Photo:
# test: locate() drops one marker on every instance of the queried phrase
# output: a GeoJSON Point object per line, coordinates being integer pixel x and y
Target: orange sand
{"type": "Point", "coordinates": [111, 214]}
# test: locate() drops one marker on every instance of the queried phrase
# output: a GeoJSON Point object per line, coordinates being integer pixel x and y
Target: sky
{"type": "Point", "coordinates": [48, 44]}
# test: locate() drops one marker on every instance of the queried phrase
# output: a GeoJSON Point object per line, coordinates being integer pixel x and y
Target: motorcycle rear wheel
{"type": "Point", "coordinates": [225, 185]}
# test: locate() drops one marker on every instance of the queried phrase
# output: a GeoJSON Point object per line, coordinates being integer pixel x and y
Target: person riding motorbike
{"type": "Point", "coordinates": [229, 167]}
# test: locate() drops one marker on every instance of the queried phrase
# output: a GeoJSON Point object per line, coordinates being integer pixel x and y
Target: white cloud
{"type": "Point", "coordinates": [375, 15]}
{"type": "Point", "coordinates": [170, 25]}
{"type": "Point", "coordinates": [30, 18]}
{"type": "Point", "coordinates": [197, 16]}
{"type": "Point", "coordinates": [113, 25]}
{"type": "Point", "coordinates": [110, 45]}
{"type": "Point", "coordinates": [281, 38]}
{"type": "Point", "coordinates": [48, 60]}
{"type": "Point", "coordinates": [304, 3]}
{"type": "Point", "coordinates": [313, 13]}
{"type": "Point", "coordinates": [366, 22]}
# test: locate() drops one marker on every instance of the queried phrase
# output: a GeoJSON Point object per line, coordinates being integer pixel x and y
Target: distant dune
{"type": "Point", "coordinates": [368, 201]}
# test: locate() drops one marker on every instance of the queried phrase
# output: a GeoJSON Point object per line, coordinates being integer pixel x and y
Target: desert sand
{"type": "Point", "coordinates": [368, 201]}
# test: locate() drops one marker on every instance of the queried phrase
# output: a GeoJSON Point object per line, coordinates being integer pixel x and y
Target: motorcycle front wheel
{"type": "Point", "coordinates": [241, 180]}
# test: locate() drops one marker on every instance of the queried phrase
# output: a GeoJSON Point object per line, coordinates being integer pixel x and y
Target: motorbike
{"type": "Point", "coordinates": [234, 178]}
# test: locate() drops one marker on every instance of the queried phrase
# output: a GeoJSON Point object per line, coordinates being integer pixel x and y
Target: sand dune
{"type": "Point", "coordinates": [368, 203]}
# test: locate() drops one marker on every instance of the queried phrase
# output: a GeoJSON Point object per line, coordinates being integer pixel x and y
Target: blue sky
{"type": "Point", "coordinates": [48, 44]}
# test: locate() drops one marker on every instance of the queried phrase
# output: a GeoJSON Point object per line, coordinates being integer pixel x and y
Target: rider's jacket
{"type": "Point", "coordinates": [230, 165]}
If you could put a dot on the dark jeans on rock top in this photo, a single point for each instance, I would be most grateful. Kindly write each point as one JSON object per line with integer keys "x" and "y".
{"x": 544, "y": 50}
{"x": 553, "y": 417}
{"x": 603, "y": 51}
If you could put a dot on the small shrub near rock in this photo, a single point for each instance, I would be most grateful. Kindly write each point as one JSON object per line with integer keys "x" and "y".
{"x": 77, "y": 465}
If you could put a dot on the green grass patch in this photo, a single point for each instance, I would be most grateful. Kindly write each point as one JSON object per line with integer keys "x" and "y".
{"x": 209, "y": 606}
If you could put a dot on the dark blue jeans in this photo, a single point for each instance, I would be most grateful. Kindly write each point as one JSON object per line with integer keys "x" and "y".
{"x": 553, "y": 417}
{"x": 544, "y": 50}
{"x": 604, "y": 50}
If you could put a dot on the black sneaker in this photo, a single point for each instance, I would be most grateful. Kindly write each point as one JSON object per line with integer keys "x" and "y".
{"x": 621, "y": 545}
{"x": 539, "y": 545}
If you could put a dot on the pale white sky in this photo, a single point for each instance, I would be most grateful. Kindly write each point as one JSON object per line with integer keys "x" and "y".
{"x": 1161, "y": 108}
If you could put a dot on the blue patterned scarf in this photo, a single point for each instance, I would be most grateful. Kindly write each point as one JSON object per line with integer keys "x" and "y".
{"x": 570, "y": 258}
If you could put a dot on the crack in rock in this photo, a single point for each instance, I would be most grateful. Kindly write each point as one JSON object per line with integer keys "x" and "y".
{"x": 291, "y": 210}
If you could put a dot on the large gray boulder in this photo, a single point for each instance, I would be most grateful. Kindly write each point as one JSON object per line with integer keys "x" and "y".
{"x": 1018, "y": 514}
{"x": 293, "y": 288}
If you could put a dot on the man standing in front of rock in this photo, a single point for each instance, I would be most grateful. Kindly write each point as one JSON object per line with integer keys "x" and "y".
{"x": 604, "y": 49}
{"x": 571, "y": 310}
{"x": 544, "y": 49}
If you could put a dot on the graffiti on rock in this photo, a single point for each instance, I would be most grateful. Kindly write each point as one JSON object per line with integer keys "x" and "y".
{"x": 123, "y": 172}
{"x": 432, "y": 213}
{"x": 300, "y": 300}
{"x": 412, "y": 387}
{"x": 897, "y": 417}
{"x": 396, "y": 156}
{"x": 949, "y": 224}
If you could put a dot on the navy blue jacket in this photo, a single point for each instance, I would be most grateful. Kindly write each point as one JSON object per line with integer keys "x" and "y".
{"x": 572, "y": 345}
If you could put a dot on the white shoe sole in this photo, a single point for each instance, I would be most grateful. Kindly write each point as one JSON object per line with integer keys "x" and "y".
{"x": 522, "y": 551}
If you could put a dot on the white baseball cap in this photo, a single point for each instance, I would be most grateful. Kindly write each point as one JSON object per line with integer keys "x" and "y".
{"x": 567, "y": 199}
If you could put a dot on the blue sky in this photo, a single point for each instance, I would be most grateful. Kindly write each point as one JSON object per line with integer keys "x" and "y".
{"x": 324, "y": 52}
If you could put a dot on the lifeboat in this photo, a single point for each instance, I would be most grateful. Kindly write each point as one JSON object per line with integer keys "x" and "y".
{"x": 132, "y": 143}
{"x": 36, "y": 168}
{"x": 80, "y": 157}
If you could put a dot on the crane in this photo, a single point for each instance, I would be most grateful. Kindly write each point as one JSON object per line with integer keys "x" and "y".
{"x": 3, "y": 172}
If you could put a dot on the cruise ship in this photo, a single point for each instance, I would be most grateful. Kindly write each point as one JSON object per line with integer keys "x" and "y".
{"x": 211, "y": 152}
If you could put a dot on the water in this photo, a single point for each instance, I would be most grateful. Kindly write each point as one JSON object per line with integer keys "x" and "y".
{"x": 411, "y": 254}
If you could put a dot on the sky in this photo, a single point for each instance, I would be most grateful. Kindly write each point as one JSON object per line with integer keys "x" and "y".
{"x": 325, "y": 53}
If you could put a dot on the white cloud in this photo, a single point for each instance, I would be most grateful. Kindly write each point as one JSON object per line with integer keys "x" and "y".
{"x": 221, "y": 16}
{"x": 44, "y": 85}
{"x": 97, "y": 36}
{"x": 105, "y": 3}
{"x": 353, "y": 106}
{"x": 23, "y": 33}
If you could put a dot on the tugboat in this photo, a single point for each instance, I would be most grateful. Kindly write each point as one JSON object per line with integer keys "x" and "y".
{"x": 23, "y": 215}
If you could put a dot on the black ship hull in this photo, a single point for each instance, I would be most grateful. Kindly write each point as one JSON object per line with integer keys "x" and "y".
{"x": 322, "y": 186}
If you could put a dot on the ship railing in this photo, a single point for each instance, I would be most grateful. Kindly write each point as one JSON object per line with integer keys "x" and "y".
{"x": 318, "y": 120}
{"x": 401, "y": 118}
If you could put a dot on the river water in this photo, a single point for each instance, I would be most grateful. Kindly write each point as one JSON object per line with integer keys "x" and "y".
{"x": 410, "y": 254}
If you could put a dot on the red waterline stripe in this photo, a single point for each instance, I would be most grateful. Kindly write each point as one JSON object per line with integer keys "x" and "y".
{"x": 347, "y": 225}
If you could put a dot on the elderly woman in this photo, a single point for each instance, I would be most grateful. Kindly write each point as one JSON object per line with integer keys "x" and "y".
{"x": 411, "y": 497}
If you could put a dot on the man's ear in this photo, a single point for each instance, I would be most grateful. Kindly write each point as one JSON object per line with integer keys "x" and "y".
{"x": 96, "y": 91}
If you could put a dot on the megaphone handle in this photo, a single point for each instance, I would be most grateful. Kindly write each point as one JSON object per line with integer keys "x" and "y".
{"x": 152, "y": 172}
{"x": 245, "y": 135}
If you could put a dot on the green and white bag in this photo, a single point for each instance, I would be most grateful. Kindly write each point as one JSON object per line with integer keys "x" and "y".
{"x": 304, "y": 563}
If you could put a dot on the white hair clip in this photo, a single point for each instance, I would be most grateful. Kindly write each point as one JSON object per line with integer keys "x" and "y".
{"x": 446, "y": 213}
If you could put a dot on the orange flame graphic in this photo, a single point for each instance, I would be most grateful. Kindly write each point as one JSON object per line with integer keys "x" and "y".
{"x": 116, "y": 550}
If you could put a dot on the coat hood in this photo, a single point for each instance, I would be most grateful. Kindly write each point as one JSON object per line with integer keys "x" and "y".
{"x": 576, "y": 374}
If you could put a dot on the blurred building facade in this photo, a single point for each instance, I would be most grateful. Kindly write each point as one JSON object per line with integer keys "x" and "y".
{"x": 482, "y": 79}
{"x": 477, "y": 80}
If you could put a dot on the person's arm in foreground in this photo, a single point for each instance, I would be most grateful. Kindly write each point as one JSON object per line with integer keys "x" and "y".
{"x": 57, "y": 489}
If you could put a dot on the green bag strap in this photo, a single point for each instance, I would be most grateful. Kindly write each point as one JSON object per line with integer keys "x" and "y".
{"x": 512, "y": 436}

——

# Aim
Print verbatim every line from the one containing "If you could put a dot on the blurred" through the final line, with both included.

# Reply to the exercise
If you could put a dot on the blurred building facade in this photo, a single point for each instance, I would be most grateful. Kindly write each point as one JSON object per line with integer keys "x" and "y".
{"x": 482, "y": 79}
{"x": 477, "y": 80}
If you could put a dot on the person's arm in foreground in this photo, a single point for each instance, I would be most grateful. Kindly write each point as one JSON object per line with integer keys "x" and "y".
{"x": 57, "y": 489}
If you could put a dot on the green bag strap in this photo, a single point for each instance, I would be most grateful. Kindly write each point as one JSON object per line with integer keys "x" and "y".
{"x": 512, "y": 436}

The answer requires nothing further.